* Supplied material *
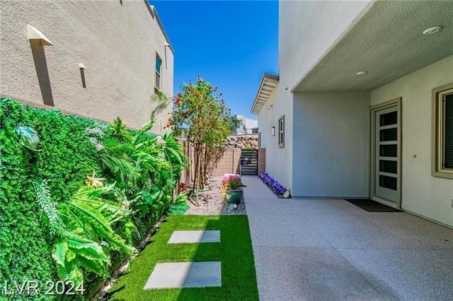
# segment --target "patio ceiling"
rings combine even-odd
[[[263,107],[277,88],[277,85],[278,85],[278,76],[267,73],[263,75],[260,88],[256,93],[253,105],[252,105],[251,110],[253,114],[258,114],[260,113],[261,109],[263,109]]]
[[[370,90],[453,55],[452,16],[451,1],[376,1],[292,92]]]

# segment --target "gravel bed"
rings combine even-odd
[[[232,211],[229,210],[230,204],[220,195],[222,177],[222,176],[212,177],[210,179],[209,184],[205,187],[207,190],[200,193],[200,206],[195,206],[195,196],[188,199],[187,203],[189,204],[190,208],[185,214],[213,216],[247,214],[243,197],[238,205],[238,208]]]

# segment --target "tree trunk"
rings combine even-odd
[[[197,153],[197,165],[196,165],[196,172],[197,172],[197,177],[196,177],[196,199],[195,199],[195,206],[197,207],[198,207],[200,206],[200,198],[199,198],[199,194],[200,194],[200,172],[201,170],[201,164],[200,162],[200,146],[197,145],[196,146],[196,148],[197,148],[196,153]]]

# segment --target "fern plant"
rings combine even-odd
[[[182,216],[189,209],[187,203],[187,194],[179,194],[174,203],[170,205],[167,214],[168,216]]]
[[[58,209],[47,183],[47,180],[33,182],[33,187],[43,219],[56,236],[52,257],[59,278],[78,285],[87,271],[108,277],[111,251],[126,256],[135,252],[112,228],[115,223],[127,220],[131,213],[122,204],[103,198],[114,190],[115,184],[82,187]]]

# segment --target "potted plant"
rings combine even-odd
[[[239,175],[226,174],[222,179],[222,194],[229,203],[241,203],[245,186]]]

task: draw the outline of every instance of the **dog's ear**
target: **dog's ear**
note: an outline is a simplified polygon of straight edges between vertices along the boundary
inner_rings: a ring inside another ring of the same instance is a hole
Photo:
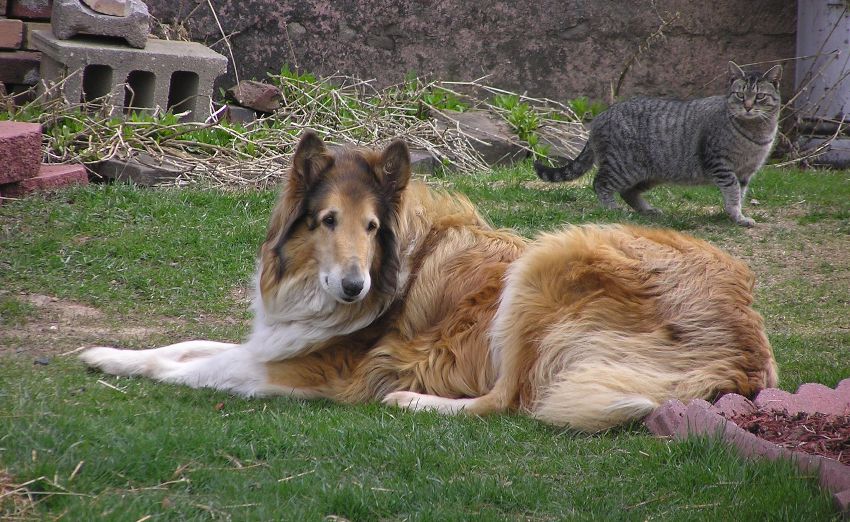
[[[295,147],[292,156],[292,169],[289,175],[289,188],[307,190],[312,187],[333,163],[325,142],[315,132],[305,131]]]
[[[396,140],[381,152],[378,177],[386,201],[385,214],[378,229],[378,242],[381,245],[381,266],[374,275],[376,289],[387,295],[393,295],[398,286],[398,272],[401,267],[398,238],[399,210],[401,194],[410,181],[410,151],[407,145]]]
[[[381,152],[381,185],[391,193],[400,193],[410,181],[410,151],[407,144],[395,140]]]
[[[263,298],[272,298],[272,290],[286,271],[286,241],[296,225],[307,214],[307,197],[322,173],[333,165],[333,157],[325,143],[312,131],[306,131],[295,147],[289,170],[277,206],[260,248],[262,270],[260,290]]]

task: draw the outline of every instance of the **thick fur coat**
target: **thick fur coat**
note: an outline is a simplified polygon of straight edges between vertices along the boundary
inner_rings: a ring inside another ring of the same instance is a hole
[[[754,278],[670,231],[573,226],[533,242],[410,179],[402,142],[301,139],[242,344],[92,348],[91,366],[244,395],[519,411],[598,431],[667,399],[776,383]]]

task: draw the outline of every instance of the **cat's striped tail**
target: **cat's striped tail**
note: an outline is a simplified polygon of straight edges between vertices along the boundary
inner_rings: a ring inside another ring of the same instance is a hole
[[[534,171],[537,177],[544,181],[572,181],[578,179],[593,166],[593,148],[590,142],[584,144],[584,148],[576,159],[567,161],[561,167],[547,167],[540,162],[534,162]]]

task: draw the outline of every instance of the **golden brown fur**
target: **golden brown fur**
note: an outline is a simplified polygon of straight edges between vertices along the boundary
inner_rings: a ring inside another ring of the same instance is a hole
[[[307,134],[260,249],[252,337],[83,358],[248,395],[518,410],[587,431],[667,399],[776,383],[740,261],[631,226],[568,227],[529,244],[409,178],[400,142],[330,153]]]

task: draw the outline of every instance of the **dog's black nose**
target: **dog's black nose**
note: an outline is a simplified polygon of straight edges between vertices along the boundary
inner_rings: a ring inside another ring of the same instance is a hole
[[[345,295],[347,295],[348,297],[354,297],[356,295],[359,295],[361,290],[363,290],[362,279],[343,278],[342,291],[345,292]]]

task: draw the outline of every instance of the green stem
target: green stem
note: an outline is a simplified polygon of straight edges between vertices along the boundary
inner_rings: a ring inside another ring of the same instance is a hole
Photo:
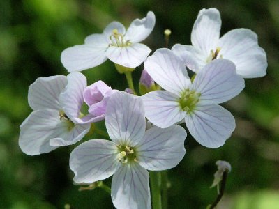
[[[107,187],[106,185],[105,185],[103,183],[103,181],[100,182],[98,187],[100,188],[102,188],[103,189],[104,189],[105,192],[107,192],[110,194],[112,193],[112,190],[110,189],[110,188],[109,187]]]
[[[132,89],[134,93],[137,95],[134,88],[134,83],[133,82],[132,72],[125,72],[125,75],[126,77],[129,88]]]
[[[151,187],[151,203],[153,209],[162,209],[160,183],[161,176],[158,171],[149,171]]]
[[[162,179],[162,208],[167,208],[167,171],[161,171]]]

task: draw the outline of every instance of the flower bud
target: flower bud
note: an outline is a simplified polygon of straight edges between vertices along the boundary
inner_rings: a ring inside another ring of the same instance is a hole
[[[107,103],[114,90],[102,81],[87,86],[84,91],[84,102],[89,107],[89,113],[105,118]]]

==

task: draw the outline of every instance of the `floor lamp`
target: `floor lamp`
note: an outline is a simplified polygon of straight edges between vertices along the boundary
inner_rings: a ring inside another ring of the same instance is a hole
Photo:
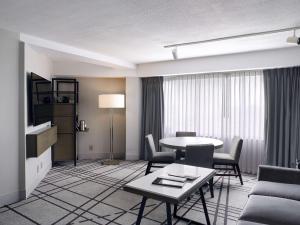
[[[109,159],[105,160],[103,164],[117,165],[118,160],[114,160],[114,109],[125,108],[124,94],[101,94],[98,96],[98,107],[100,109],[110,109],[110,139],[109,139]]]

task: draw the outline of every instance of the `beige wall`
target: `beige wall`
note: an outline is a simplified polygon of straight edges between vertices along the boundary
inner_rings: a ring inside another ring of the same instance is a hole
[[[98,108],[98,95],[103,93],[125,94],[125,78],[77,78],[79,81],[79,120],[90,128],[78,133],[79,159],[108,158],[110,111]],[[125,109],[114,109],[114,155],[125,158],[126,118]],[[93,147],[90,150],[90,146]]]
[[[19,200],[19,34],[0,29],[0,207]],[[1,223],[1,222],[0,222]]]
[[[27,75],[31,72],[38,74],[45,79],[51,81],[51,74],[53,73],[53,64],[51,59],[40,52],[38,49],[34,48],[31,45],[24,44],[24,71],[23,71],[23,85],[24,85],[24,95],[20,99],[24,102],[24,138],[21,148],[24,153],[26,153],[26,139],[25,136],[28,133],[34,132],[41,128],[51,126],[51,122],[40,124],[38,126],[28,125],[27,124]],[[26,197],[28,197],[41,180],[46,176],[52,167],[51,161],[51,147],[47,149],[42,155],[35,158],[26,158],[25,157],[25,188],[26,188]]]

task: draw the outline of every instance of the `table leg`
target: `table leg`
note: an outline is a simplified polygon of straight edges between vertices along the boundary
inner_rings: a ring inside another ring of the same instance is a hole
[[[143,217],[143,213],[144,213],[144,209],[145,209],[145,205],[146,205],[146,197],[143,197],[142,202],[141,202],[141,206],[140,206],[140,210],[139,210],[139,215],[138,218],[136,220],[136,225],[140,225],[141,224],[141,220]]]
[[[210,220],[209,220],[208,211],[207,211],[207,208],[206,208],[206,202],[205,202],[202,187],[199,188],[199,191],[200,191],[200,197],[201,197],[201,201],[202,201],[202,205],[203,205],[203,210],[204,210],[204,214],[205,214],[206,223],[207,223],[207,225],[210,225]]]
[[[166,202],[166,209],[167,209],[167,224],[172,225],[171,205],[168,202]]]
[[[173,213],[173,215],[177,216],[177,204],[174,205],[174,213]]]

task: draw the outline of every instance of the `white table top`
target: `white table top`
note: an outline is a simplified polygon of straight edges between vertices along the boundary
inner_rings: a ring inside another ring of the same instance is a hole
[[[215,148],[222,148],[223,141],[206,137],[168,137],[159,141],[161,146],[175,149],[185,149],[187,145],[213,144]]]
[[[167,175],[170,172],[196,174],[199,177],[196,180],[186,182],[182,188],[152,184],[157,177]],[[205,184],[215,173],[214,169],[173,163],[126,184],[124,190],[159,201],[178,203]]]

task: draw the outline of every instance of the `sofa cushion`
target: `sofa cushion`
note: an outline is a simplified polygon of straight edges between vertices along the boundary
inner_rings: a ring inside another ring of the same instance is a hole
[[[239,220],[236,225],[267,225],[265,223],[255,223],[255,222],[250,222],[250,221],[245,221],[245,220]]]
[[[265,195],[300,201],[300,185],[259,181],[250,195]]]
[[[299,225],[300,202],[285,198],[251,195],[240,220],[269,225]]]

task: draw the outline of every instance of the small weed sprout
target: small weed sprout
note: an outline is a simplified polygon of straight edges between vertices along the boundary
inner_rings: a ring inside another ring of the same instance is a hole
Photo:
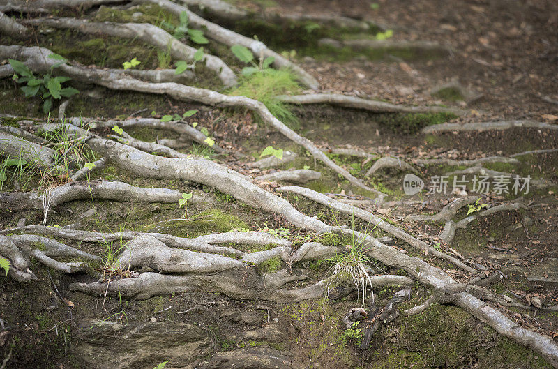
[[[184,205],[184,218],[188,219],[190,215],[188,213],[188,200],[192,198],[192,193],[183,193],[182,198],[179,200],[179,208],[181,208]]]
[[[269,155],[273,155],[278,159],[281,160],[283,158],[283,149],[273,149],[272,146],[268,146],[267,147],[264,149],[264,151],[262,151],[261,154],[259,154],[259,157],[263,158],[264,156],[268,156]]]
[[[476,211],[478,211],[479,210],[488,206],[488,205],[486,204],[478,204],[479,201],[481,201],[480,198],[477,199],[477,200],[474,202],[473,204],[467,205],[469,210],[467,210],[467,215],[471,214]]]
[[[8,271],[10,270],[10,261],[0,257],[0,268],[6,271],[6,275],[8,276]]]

* Problem requirements *
Please gather every line from the rows above that contains the word "black", and copy each one out in full.

* Response to this exercise *
task: draw the outline of every instance of the **dog's black nose**
target: **dog's black nose**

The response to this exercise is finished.